Collected data entries
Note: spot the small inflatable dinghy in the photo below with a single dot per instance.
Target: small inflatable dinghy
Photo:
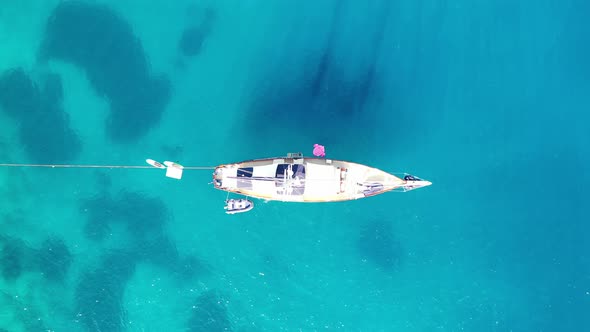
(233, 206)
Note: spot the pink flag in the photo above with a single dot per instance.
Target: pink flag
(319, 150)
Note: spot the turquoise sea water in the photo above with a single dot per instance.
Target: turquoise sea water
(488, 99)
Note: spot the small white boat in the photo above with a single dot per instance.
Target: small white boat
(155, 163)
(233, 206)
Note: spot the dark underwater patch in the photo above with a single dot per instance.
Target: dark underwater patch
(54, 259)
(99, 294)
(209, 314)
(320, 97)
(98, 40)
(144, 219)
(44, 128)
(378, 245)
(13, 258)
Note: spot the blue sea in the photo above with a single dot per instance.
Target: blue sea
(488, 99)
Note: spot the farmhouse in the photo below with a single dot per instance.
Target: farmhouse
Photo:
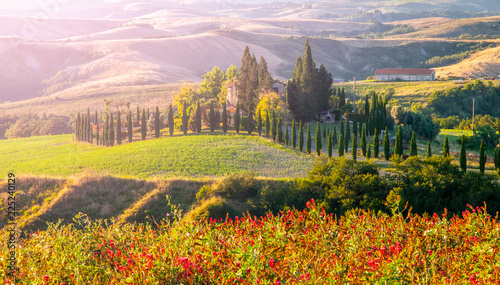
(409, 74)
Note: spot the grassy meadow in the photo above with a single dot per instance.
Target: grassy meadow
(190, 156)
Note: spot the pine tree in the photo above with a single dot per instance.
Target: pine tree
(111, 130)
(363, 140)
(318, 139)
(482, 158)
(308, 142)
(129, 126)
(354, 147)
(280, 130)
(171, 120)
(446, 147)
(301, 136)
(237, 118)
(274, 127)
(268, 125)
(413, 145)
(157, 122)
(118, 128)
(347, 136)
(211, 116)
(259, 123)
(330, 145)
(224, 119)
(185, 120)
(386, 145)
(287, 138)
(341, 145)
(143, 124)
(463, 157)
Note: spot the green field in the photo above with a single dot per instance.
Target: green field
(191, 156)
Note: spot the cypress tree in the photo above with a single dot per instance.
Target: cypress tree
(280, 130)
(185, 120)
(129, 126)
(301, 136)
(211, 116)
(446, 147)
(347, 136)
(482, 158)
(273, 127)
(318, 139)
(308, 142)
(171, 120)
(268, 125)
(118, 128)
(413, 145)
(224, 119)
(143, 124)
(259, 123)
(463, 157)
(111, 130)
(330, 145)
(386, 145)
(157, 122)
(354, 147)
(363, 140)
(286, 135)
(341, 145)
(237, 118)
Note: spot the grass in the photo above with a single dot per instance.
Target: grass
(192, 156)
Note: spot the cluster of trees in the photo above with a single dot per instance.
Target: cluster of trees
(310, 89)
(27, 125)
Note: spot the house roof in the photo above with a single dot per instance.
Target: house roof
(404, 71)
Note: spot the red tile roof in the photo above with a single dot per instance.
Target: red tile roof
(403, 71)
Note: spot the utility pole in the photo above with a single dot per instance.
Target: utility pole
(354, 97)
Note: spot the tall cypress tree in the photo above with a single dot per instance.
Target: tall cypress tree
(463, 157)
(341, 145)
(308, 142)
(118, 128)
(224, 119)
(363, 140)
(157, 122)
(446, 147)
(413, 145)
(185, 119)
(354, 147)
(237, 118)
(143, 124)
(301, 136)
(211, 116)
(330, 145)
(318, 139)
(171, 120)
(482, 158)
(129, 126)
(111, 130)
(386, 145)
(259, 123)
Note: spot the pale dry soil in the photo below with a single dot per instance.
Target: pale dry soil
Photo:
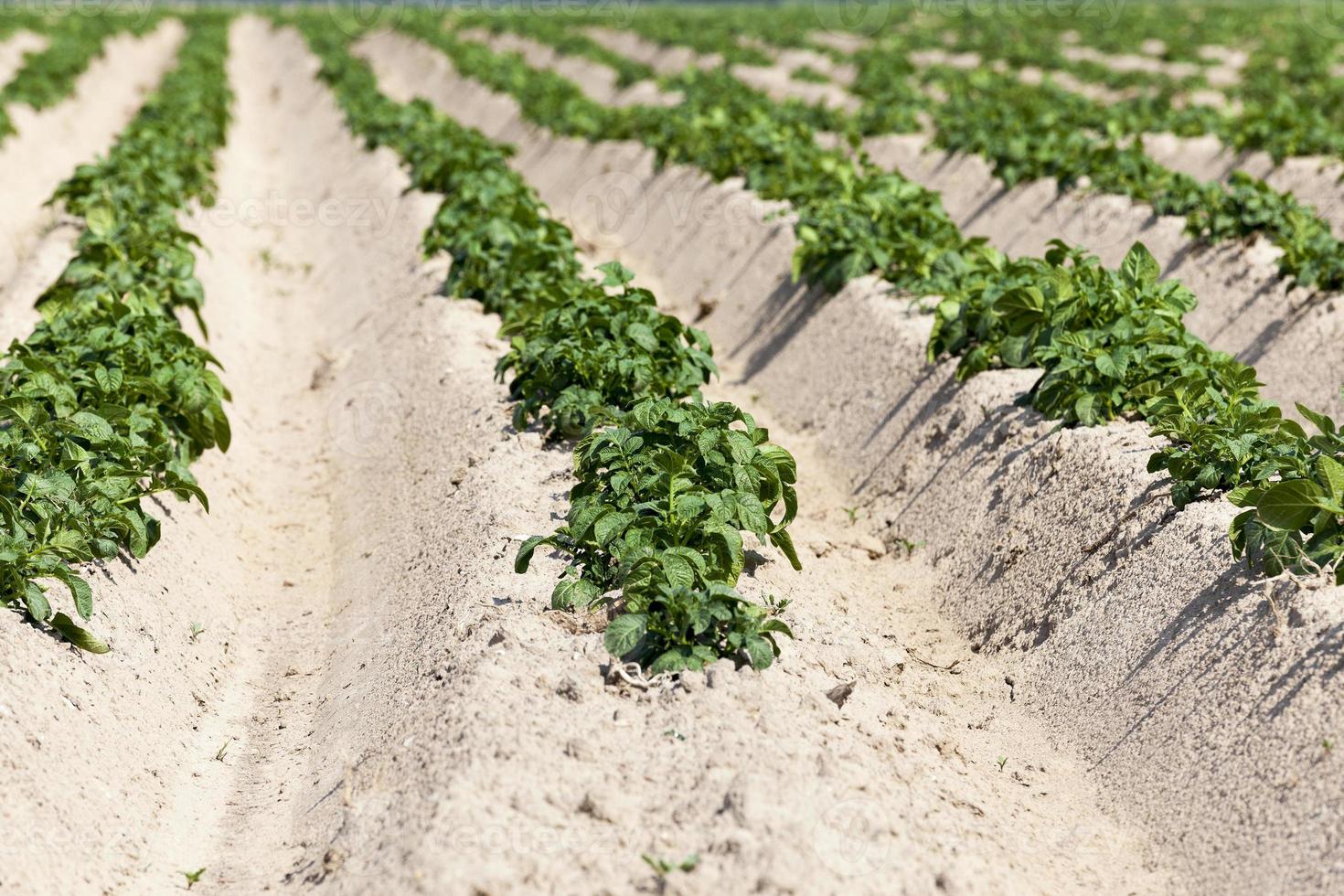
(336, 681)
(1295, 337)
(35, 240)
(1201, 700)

What the task asks:
Give the lines again exactly, starting where the entries begin and stopping once the line with "Note: spot the cypress" is included; pictures are not copied.

Result for this task:
Note: spot the small inflatable dinghy in the photo below with a single dot per instance.
Target: small inflatable dinghy
Photo:
(233, 206)
Note: spot the pink flag in the photo above with a single dot per instance.
Target: pink flag
(319, 150)
Note: spot the turquoise sea water in the photo above with a single dot per instance.
Target: turquoise sea water
(488, 99)
Note: spot the small white boat in the photo above with a single dot per instance.
Target: small white boat
(155, 163)
(233, 206)
Note: spot the dark underwater patch in the photo above with a single dot per instance.
Target: dark underwater patch
(54, 259)
(99, 294)
(209, 314)
(320, 97)
(98, 40)
(144, 219)
(44, 128)
(378, 245)
(13, 258)
Note: spot the blue sea in the photo above with a single dot per instance.
Target: blue sea
(488, 99)
Note: spot the farmhouse in the photo below with a single dot per instance.
Target: farmhouse
Photo:
(409, 74)
Note: spot the grassy meadow in the photo above with a single dot per instance.
Target: grassy meadow
(190, 156)
Note: spot the pine tree in the photo above with a single dot per instance.
Target: pine tree
(111, 130)
(363, 140)
(318, 139)
(482, 158)
(308, 142)
(129, 126)
(354, 147)
(280, 130)
(171, 120)
(446, 147)
(301, 136)
(237, 118)
(274, 127)
(268, 125)
(413, 145)
(157, 122)
(118, 128)
(347, 136)
(211, 116)
(259, 123)
(330, 145)
(224, 119)
(185, 120)
(386, 145)
(287, 138)
(341, 145)
(143, 124)
(463, 157)
Note: spot the green field in the photo above with a single dot per instance.
Target: green field
(191, 156)
Note: spot the cypress tree in the photo above with a single dot per instance.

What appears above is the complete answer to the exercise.